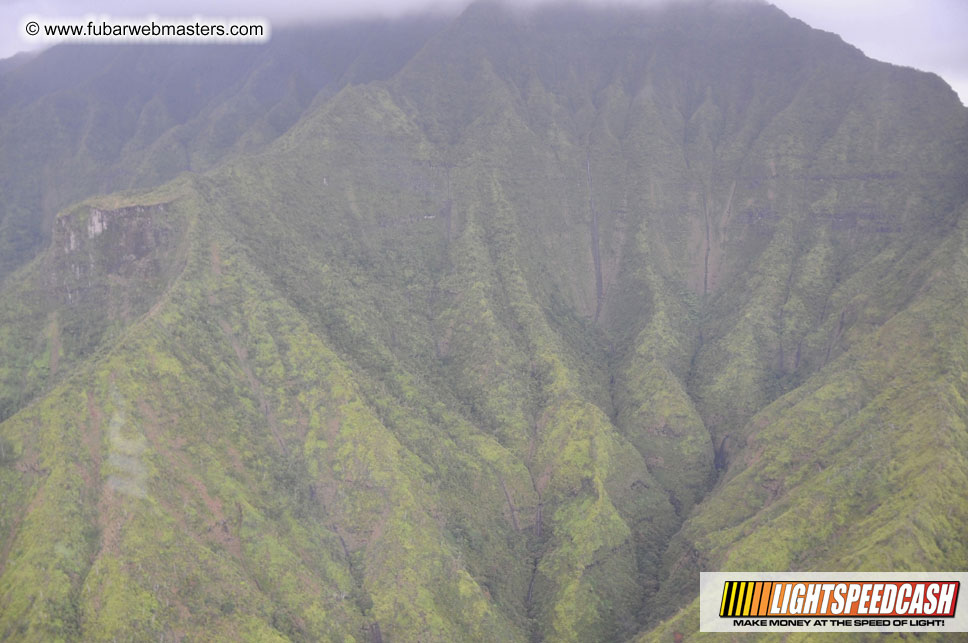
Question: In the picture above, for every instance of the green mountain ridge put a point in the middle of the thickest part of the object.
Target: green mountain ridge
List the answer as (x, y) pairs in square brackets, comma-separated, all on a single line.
[(505, 340)]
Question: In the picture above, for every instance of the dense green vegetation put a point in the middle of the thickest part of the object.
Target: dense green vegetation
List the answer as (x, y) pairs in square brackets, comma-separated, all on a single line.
[(504, 330)]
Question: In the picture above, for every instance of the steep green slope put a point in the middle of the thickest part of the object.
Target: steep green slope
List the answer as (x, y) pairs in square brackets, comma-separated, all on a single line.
[(507, 346), (81, 120)]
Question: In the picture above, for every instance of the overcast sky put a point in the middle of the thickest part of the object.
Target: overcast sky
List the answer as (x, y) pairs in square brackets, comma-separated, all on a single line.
[(927, 34)]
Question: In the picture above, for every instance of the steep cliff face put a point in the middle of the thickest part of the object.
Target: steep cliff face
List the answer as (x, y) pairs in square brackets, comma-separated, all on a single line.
[(506, 346)]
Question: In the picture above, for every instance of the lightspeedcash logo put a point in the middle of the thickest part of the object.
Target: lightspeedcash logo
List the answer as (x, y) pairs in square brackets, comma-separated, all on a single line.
[(828, 602)]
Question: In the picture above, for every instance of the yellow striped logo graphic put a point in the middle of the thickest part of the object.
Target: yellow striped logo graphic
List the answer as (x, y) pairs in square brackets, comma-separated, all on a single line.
[(746, 598)]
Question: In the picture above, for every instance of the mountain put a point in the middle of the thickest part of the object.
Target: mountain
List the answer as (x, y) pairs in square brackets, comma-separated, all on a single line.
[(493, 327)]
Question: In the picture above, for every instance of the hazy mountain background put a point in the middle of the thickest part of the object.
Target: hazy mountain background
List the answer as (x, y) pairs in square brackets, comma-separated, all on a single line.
[(496, 327)]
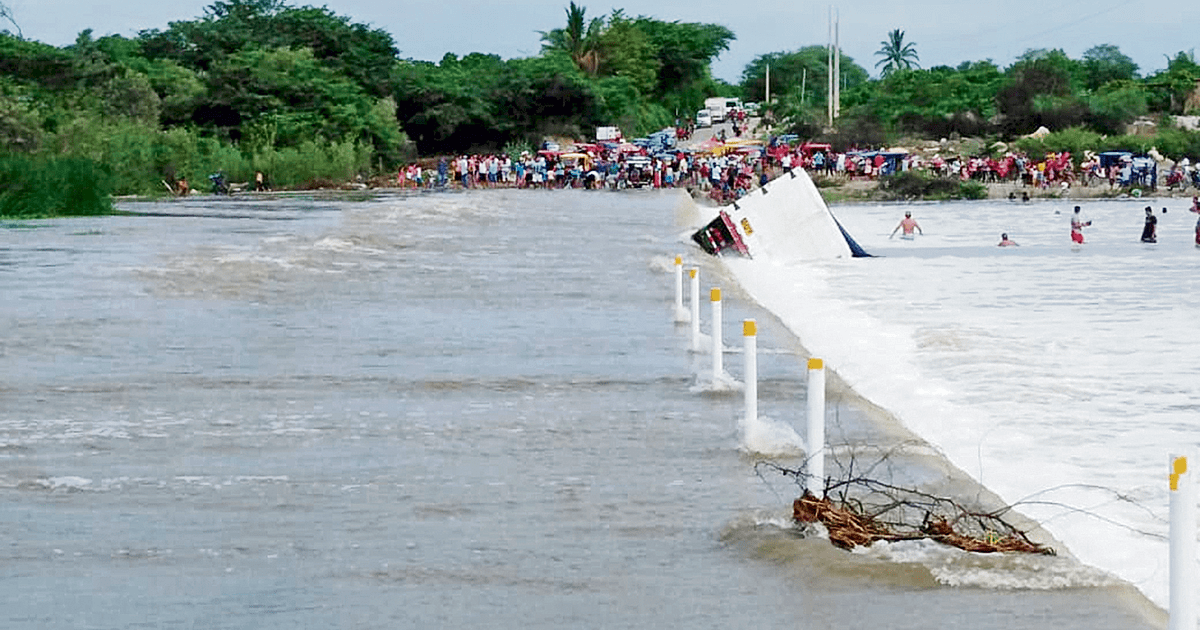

**WORK TO COMPLETE**
Copy out all of the material above word for word, but leave out the pictures.

**ANSWER IN FULL**
Question: In the picture above, for every instance of the green mountain ridge put a point in the middle of the thickest part of the object.
Target: green mountain ridge
List the answer as (x, y) pairs in square brackets, comma-separated, all on a single line.
[(505, 340)]
Question: In the picture above, for every instance of the dense green vegetation put a point in the middle of the thickest part of the object.
Target: dense green vegetation
List the answer as (x, y) pairs in square brackets, comma-separated, all on a single line.
[(504, 330)]
Question: In the picture above, for every instance of the steep green slope put a point in the middle of the thickest part of the object.
Target: steep green slope
List the answer as (x, y) pairs in square brackets, comma-separated, all on a single line.
[(507, 346), (81, 120)]
Question: In the picture above, for every instance of the overcast sky put a point in the middle of the thickest part of the object.
Target: overcast sky
List the answer as (x, y) pairs in square brackets, comma-separated, all on a single line.
[(927, 34)]
Question: In the picture above, for every instance of the steep cliff face put a point in the middle of the thickest part of the object.
Target: steep cliff face
List the answer as (x, y) pairs in square brackets, comma-separated, all on a single line.
[(506, 346)]
Question: In the picture above, for every instance of the lightspeedcash logo put a point in the middle of the thickest part of the object.
Target: lightspeedcash logo
List the answer as (x, y) pairs in square brackets, comma-separated, all on a single line.
[(828, 602)]
Question: In the picture above, for every instance of the yellow striped logo graphic put a point in the middle of the thickest part of the object.
Target: yellow striped logo graphic
List the answer as (x, y) pairs in square brackets, comma-separated, all on a single line.
[(746, 598)]
Question: In the picture above, for every instance of the mountain put a point in the middle of the thickest part of the object.
Target: mountain
List the answer as (x, y) pairs in square brackets, comma-separated, all on a single line.
[(493, 327)]
Question: In the picture above, for every instance of the hazy mountain background put a point in the middle of the thickest part of the object.
Target: hazy mountain background
List the answer as (x, y) pairs in square brackets, comma-separated, all on a single line.
[(496, 327)]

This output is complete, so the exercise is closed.